#### Text passage ####

Research Projects
2021-2023: PI, Fandom Culture and Rhetoric Online: The Self-motivated Nationalism in Authoritarian Regimes, BA/Leverhulme Small Research Grants, £9,886.
This project explores the relationship between fandom and the state in authoritarian regimes where power distribution is highly imbalanced, and political participation is constrained within the political boundaries set by the state. Little has been written about the political agency of fan communities, yet there is ample evidence of fan communities becoming politically mobilized and engaged. This project takes the fan groups in China as an example and investigates how their agencies—as a group and as individuals—shape their interaction with the state. We specifically examine their actions and nationalist activities during the Covid-19 pandemic, a time of heightened nationalist discourse in response to an external threat. This study sheds new lights on contemporary modes of political participation and the role of digital technology in shaping state-society relationships in authoritarian regimes.
2020-2021: Co-I, COVID-19: Understanding Chinese Government Containment Measures and Their Societal Impacts, UKRI & NIHR, £334,000, PI: Jane Duckett.
The Chinese authorities have implemented a wide range of often stringent measures to tackle the Covid-19 epidemic. This project examines those measures and their societal impacts, providing insights that can assist other governments in developing responses to the pandemic that are effective, ethical, and humanitarian.

#### Records supplied ####

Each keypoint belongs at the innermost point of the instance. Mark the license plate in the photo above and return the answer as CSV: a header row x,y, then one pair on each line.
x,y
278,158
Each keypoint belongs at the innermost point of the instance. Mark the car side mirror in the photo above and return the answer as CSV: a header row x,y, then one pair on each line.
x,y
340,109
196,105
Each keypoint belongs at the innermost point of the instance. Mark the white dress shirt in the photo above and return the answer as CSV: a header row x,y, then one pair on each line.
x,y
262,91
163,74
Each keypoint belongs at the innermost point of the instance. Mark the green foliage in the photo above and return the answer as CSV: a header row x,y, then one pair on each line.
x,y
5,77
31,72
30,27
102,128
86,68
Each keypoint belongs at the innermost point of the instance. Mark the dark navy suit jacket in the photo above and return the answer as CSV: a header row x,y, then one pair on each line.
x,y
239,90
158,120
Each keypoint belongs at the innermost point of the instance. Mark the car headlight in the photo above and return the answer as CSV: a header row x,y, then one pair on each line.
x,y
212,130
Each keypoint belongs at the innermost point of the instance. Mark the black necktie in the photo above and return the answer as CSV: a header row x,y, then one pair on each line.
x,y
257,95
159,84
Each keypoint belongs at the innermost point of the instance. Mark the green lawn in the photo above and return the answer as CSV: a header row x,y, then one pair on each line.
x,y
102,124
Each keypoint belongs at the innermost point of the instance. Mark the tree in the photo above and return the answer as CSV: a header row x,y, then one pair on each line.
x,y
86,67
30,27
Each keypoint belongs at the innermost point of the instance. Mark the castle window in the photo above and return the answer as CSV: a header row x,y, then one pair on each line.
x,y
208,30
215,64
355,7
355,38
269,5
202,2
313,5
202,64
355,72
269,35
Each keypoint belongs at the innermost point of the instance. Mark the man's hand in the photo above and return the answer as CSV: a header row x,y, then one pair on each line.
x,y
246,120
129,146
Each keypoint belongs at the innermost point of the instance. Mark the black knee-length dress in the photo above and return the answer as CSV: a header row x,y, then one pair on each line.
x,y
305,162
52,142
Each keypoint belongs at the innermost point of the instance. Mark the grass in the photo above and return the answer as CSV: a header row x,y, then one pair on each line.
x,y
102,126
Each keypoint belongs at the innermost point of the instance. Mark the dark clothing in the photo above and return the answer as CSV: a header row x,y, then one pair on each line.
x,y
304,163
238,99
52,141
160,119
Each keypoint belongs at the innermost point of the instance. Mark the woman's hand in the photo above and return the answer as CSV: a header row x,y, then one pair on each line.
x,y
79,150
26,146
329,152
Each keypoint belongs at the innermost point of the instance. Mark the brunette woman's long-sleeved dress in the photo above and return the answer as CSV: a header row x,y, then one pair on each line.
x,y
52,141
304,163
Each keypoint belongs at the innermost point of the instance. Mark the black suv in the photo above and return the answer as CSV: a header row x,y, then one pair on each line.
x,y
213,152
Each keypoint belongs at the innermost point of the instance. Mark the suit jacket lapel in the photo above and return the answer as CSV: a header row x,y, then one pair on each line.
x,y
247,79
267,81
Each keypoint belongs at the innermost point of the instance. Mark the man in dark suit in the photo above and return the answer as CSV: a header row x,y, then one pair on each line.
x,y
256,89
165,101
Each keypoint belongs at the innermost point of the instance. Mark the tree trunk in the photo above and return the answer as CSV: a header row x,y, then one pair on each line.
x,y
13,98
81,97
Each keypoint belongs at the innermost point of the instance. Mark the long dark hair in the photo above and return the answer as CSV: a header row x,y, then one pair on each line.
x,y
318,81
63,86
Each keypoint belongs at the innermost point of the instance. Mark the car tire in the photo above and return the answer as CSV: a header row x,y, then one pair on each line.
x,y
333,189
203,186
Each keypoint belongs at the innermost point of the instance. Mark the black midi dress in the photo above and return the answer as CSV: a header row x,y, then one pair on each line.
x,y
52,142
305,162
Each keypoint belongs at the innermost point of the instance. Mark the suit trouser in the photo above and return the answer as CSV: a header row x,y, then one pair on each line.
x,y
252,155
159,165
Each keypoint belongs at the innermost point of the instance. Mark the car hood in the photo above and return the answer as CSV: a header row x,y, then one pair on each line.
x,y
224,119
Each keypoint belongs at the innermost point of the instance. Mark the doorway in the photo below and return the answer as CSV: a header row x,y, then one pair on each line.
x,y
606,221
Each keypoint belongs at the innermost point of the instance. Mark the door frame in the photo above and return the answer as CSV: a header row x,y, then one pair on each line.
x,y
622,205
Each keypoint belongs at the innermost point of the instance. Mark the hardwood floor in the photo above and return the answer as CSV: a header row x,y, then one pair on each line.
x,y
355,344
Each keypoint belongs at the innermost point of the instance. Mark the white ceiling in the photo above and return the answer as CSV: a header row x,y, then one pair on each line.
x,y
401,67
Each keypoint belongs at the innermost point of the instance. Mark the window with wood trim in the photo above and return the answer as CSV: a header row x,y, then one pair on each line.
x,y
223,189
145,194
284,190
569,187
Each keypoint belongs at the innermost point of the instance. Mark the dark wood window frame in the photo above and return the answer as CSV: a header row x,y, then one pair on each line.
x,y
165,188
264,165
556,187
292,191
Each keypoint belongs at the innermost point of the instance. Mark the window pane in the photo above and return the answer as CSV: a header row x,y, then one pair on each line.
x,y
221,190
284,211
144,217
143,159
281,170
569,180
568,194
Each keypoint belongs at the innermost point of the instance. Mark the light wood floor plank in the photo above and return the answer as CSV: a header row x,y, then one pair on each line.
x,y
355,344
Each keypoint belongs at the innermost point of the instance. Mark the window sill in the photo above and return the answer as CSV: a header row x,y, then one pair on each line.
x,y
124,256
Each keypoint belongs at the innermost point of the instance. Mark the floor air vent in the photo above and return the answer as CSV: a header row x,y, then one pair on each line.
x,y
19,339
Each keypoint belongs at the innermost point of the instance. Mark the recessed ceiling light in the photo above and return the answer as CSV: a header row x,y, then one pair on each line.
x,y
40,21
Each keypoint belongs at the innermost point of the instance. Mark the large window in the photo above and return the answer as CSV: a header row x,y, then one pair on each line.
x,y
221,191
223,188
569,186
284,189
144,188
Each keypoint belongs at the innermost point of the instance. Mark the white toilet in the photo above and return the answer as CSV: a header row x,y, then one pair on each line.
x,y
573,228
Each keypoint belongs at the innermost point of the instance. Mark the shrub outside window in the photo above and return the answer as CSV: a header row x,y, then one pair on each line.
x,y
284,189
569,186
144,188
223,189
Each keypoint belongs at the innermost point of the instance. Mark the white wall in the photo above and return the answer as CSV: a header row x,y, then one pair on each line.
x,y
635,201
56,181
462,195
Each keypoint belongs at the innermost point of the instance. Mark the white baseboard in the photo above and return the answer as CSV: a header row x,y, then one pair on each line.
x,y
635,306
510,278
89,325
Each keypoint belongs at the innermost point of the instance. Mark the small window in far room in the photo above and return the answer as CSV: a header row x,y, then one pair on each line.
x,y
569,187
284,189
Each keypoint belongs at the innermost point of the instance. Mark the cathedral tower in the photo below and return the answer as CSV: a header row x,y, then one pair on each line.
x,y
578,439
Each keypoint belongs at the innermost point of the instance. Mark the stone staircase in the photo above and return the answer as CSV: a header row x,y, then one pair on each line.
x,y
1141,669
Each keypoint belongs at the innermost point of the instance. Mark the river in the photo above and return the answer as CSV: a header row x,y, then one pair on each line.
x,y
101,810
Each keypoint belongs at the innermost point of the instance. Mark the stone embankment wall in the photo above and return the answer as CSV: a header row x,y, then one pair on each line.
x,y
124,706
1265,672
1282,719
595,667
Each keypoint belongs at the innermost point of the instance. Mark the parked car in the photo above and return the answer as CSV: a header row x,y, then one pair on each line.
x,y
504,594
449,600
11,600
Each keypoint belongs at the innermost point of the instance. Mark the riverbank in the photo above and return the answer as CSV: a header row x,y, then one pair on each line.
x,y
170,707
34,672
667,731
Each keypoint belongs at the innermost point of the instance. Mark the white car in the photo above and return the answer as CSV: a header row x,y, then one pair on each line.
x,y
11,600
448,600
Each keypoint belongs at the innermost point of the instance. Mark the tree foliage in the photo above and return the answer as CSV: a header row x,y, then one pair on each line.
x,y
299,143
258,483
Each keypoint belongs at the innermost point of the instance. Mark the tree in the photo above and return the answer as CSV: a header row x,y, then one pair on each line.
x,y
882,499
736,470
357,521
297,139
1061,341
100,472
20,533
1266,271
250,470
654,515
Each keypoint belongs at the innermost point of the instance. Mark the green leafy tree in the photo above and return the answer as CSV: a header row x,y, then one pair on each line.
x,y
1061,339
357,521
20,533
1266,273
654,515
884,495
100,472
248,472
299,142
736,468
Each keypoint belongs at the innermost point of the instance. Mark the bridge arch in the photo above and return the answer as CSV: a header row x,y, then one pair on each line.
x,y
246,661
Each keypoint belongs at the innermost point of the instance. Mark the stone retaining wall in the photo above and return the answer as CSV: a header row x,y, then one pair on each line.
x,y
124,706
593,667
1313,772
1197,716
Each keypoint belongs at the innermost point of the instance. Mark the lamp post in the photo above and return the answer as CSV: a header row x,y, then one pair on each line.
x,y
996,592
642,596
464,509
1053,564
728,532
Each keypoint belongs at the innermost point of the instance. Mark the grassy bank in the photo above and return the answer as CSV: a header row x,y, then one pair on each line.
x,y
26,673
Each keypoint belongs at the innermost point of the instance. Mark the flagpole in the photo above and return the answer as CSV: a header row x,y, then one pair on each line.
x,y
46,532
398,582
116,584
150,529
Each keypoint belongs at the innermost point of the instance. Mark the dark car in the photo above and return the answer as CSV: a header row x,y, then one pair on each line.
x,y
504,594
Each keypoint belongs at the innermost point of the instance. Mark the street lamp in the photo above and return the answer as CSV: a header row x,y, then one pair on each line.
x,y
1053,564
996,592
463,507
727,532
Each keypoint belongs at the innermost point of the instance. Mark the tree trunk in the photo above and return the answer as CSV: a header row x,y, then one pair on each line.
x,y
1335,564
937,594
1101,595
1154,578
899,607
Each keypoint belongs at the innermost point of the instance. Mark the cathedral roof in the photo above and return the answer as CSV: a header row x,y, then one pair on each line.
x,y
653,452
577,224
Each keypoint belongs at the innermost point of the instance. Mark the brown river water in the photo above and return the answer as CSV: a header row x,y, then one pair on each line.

####

Questions on the material
1. In the research projects text, who is the PI of the COVID-19 project funded by UKRI & NIHR?
2. Write the next part of the research projects text, starting after its final sentence.

Results of the tasks
1. Jane Duckett.

2.
2014-2019: Post-doctoral Fellow, Authoritarianism 2.0: The Internet, Political Discussion, and Authoritarian Rule in China, ERC, €1,500,000, PI: Daniela Stockmann.
Relying on both conventional social science methods and digital methods, the project explores why social media mobilise people to voice opinions and to act both online and offline in the context of authoritarian China. The focus is on how Chinese citizens use the Internet. Central to this project is the first nationally representative survey on Internet use in China, conducted in 2018 using GPS sampling (for more information, please refer to chinainternetsurvey.net), along with a forthcoming book by Cambridge University Press. This research challenges the prevailing democracy-centered perspective in the study of digital governance in authoritarian regimes. The book introduces a novel digital governance model–popular corporatism–to comprehensively understand China's approach to digital governance. As one reviewer noted, "It is a timely contribution to the fast-growing scholarship on Chinese politics and governance in the Big Data era."